§ **Material**:
┌──

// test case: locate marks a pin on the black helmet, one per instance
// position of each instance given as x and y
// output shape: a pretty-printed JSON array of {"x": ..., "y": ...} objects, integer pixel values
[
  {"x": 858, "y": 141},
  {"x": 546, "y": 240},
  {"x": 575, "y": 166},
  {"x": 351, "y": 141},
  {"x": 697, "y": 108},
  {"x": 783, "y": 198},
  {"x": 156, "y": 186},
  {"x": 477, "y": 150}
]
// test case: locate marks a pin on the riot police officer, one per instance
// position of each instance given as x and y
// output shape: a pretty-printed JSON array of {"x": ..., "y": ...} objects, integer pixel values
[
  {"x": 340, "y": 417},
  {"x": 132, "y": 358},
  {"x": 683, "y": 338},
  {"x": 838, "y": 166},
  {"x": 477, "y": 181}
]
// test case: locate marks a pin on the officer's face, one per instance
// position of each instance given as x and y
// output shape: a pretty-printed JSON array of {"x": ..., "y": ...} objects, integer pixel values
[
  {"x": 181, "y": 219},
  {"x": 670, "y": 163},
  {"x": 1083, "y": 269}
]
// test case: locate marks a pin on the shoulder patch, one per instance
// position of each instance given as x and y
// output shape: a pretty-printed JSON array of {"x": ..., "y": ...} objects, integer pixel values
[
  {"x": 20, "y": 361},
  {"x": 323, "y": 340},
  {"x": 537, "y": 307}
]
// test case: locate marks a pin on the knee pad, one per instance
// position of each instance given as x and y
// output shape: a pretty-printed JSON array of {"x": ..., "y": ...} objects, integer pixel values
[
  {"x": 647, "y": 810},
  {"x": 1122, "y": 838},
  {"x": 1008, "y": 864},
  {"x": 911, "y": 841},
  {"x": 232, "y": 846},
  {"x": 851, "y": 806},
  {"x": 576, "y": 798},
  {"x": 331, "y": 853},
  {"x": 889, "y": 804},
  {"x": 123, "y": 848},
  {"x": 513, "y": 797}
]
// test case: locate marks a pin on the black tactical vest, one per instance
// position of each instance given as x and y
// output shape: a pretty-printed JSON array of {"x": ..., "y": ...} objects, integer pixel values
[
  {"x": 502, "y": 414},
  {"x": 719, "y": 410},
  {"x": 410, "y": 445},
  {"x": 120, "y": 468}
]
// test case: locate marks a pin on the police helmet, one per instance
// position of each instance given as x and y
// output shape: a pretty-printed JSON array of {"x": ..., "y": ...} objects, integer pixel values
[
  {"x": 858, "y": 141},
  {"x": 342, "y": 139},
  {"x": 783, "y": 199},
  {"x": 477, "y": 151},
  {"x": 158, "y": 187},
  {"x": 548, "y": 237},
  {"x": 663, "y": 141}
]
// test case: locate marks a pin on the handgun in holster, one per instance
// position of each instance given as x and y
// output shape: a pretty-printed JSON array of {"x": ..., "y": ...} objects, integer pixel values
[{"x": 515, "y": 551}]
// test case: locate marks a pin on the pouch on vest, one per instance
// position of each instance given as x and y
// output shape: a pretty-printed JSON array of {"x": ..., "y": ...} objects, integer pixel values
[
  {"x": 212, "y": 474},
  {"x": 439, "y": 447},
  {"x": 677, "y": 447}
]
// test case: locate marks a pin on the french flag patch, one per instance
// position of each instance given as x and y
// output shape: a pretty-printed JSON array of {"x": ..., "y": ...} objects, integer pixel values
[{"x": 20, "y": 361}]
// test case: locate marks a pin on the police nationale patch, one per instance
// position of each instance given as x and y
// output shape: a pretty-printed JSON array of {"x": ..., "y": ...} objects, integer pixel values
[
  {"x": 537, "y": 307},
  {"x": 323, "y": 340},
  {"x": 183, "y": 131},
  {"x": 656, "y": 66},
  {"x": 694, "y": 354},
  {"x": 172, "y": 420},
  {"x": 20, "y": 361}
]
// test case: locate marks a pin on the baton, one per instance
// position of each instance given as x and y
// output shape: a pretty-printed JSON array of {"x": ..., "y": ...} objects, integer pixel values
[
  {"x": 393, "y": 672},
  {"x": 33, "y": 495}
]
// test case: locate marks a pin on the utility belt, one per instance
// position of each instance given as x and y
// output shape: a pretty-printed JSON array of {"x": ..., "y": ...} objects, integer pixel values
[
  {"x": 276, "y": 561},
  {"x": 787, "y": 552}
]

└──

§ **Goal**: Replace "utility belt" with "duty belt" in the lines starting at the one containing "belt, one per instance" and ending with the last line of the listing. Give those lines again with nothing else changed.

§ **Response below**:
// test case: locate marks a pin on the duty belt, one per instance
// position of each instance given as x and y
// output shape: a pretty-printed JSON array of {"x": ..., "y": ...} objects, integer pixel values
[
  {"x": 276, "y": 561},
  {"x": 787, "y": 552}
]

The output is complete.